I believe you need go no further than your own Rotary club membership to reflect on the richness that this collective endeavour brings to each of your lives as evidence of this point.
The ethicist Margaret Sommerville, in her book, An Ethical Imagination, tries to find a common basis upon which a post Christian society such as ours can come to consensus when considering important beginning and end of life issues. She makes a number of moves in order to arrive at this common basis: her most fundamental notion is that dignity is intrinsic to the human condition, as opposed to something which is conferred on us by aspects of the situation in which we find ourselves at any given point of our lives - the extrinsic approach. She argues that if we place the value of respect for life over those of personal autonomy and self-determination at the apex of the values hierarchy then we have the basis for a common ethics which is not reliant on religious values. I find her arguments persuasive.
Whereas Sommerville argues for a new ethical imagination, I am arguing that this approach to human dignity must form the heart of any response to the homeless or asylum seekers. It fascinated me how the homeless people whom I knew had such a different outlook on life, on the role of governments in their lives (there was little), and on nearly everything else I hold dear. I hear from them a call to recognise increasingly our human dignity and this can only happen through establishing the links of our common humanity demand. To emphasise it is the homeless, marginalised, asylum seeker, and the socially disadvantaged who have had already to ask the identity question as there is little extrinsic reason for their existence.
This moves us to use the knowledge we have about social inclusion as a guide in our response to homelessness and other marginalisation.
The following was written by a young homeless girl several years ago in Melbourne
“In the dark
I gather my stuff
Get out my bags
Pack everything up
I sneak down the hallway
And onto the stairs
Nobody sees me
No-one is there.
Down the stairs
And onto the street
The only noise
Is the sound of my feet
No-one notices
No-one hears
No-one comes looking
Nobody stirs.
I look back in wonder
A single fear I cry
It’s sad to leave
Without a goodbye.
I run down the street
And turn to the right
Disappearing forever
Into the night.” 2
My hope is that the Becks of this world will in the future find meaning in their life as it is and we can learn to listen to the causes of what has led her to this desire to disappear. At the same time, in regard to the current treatment of asylum seekers, the social marginalisation of one ethically cannot justify the maintenance of welfare for another, or for that matter a country like ours. Rather there has to be a balance of the rights and responsibilities of an individual’s right to self determination balanced against the collective responsibility for all.
In adopting this approach, I believe we will be setting course to build a strong new society for the 21st century.
29/11/07
Footnotes
1. The Government argues that these people are “secondary movers”, that they have been to another country that could have afforded them “effective protection”. Their onward movement is by choice making them migrants not refugees. I think there is ample evidence that brings into question whether countries such has Malaysia, particularly, and Indonesia, neither of which are signatories to the Refugee Convention, afford “effective protection”.
2. “Beck” Dehinged exhibition of doors, National Homelessness conference 2001, Melbourne Town Hall: used with permission of the author.

(Data excerpts):
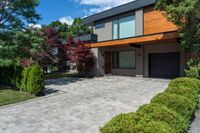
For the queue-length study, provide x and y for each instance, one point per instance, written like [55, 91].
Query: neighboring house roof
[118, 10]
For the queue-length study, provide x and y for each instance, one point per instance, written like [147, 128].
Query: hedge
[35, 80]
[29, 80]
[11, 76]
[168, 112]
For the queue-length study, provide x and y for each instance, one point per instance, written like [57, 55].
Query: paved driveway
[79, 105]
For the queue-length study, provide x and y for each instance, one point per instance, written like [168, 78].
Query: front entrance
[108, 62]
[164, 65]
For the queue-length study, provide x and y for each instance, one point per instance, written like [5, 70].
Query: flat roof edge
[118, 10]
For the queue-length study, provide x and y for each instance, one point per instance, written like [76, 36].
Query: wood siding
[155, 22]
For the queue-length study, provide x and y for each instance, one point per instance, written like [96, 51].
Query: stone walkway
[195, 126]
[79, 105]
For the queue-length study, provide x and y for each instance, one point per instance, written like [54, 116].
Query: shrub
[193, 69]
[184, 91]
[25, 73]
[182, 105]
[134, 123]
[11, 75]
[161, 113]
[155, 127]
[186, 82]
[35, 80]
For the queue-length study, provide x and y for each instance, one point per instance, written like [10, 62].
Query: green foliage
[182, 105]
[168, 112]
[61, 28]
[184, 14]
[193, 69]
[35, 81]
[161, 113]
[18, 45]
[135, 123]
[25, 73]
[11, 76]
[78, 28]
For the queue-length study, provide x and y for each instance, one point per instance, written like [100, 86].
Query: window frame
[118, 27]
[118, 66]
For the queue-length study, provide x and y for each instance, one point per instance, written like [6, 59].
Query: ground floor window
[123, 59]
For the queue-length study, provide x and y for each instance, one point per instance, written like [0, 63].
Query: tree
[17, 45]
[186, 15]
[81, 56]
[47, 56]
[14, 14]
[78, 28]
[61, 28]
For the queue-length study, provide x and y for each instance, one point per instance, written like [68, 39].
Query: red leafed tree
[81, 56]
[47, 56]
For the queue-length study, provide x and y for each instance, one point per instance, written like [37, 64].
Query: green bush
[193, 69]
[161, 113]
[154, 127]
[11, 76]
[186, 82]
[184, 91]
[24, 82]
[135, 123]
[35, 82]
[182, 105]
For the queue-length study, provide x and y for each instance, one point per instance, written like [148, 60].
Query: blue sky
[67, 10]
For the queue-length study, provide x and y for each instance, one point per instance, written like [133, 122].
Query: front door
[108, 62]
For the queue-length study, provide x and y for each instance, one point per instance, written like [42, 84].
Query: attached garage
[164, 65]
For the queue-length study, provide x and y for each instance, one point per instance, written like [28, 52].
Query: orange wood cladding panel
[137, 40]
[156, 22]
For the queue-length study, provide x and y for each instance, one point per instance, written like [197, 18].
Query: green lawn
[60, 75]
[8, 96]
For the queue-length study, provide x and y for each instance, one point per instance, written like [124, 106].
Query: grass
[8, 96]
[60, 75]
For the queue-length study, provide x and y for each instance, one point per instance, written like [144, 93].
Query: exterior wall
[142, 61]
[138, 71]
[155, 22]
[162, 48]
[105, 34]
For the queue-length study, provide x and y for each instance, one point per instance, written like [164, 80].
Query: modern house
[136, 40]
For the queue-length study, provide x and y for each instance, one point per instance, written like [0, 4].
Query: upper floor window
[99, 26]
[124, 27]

...

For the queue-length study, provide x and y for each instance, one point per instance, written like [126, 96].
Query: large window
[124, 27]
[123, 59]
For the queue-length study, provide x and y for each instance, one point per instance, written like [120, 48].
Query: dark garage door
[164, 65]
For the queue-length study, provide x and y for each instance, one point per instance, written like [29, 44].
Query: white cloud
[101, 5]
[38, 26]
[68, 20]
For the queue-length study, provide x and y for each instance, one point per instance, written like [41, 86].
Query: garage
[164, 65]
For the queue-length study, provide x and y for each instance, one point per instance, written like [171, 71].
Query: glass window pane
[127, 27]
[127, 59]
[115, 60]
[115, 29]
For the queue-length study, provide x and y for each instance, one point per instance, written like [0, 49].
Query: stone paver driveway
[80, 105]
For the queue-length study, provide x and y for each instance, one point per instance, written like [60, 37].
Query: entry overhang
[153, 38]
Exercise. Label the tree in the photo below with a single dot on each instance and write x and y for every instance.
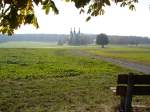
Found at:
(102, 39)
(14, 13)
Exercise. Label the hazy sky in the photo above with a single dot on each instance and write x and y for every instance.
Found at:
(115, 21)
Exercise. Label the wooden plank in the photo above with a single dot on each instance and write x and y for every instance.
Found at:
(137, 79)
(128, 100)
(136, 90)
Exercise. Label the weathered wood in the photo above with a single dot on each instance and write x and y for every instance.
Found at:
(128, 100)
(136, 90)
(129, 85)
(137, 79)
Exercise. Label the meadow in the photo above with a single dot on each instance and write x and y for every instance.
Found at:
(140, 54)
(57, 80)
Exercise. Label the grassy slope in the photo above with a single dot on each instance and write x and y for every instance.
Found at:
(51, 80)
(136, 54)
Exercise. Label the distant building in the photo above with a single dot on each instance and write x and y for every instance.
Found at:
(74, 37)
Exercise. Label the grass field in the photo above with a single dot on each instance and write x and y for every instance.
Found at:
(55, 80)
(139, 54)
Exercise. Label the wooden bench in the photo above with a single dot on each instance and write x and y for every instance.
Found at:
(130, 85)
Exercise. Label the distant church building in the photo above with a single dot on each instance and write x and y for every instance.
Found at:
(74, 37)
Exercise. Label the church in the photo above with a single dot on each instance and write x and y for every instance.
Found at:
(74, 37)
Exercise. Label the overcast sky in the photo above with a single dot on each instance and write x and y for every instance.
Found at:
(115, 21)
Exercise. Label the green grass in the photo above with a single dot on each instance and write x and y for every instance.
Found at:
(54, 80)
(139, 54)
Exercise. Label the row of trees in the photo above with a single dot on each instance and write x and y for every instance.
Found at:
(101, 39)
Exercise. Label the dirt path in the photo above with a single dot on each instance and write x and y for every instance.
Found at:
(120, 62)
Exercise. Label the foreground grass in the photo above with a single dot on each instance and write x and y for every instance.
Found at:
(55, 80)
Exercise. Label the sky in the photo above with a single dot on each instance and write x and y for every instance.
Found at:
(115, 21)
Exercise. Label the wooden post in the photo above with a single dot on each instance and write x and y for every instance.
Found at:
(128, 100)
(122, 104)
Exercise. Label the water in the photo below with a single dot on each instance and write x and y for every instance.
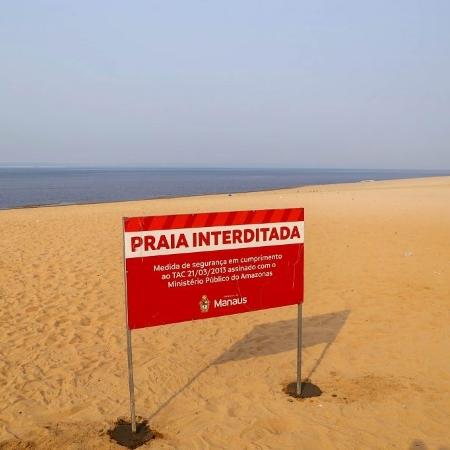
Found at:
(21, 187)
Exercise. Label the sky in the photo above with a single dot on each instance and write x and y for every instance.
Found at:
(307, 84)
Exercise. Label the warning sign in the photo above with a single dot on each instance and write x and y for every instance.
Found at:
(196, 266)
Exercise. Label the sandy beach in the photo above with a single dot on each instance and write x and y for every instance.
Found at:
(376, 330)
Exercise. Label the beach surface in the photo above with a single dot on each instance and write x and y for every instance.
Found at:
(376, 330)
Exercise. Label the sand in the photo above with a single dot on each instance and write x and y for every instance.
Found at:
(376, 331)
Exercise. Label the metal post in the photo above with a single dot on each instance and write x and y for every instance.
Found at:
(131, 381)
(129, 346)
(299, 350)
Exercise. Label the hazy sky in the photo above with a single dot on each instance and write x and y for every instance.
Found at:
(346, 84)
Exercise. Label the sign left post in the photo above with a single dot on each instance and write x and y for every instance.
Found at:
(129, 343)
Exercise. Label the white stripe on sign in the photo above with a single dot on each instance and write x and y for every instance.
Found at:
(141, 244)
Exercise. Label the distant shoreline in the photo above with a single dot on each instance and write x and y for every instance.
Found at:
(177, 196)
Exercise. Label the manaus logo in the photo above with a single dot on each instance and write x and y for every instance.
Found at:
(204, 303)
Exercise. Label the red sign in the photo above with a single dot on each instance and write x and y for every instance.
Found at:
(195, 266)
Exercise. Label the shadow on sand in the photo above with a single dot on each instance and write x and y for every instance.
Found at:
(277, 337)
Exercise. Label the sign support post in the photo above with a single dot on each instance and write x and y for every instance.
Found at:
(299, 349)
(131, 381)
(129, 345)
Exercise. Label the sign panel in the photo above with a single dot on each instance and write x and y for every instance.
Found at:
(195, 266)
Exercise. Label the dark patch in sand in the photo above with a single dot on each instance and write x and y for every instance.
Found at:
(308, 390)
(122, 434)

...

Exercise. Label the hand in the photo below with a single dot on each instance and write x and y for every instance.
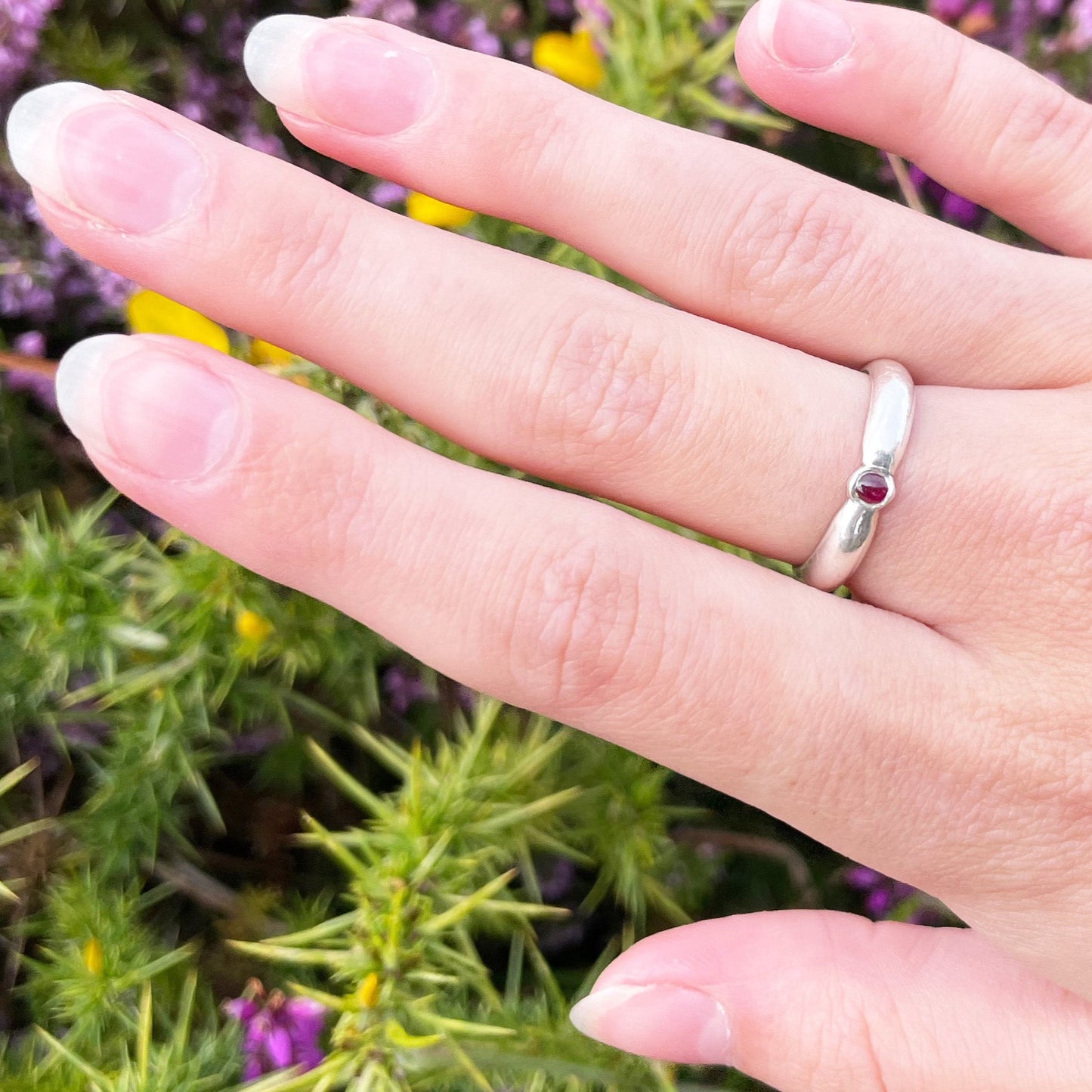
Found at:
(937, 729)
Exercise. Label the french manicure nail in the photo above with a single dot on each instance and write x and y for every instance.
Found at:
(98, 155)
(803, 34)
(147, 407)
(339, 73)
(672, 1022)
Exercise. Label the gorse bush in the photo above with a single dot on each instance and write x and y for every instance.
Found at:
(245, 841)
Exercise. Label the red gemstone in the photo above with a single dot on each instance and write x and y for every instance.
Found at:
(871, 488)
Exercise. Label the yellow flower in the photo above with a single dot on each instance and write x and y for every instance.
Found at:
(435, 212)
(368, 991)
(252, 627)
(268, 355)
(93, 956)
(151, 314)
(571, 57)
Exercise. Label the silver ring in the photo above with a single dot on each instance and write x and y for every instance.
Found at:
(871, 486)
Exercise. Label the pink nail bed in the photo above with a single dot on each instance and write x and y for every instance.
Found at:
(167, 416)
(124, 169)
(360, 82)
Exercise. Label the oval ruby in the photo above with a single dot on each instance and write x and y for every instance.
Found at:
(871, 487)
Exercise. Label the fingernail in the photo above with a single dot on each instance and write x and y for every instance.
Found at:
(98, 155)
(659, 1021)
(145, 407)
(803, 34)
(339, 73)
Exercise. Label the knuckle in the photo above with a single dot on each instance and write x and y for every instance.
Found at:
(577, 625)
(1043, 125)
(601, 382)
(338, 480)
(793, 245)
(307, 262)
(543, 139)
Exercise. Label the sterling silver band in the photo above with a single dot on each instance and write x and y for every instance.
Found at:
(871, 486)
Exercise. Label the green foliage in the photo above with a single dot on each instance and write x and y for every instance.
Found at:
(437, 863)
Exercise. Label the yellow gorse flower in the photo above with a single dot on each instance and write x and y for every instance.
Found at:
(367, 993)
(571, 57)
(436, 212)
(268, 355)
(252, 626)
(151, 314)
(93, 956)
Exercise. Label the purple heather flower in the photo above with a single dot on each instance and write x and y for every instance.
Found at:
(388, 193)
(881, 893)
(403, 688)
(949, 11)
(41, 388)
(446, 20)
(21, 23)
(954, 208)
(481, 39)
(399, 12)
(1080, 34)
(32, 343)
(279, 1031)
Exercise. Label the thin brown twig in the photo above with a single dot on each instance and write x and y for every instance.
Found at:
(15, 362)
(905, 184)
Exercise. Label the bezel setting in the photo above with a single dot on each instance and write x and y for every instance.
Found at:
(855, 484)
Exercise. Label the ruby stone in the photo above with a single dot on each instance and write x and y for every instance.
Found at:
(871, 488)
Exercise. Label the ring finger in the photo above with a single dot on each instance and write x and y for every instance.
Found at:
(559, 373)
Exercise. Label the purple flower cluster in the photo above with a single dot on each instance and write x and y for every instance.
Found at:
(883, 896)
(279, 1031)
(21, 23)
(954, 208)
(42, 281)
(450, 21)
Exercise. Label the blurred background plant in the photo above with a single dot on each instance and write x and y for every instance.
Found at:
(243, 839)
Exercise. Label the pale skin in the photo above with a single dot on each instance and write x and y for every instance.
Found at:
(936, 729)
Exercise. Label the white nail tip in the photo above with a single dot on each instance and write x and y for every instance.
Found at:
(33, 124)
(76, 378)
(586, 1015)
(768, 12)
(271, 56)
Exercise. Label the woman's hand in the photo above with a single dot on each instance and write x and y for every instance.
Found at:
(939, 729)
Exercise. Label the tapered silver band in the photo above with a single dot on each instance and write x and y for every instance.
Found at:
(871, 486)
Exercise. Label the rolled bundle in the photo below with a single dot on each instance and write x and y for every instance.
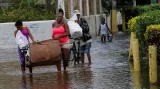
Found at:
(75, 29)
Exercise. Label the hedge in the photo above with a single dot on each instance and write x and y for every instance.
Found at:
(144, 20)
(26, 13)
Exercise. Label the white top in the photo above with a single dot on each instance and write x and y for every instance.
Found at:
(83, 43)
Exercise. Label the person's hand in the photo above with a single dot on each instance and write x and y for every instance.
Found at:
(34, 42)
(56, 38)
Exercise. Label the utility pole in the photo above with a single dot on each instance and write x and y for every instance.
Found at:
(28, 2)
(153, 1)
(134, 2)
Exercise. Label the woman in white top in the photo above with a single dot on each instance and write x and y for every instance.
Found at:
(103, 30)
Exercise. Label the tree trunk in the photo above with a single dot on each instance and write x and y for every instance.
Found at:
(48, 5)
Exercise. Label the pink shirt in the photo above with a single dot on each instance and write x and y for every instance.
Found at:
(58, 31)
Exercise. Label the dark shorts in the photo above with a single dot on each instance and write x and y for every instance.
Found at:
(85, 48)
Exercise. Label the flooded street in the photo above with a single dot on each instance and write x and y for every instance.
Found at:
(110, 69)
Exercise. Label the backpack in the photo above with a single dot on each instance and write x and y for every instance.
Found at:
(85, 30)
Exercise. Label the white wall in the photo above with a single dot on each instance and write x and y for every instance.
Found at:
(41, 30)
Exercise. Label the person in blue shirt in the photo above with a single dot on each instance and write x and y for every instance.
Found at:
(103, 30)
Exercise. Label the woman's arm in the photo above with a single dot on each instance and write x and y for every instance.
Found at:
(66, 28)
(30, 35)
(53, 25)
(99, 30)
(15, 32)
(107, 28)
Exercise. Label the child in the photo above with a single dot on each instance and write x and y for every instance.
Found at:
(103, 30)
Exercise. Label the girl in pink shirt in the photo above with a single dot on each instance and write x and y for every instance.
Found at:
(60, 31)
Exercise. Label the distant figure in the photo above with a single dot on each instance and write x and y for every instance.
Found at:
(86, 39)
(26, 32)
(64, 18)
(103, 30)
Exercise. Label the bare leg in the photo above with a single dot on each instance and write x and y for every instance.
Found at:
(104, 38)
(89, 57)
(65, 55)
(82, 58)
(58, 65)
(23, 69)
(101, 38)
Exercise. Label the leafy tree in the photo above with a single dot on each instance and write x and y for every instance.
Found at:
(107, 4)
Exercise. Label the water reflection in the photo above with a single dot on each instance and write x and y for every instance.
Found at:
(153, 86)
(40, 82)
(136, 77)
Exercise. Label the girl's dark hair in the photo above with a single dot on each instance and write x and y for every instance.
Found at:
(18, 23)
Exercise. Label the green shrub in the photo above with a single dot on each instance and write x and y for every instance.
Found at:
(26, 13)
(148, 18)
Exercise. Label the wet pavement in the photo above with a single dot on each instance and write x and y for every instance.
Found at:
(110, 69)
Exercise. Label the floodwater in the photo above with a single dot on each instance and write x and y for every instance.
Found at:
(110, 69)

(What the task requires): In the passage on human dignity and homelessness, copy everything from "I believe you" down to "of this point.", replacing "Rotary club" with "community group".

(Result of the exercise):
I believe you need go no further than your own community group membership to reflect on the richness that this collective endeavour brings to each of your lives as evidence of this point.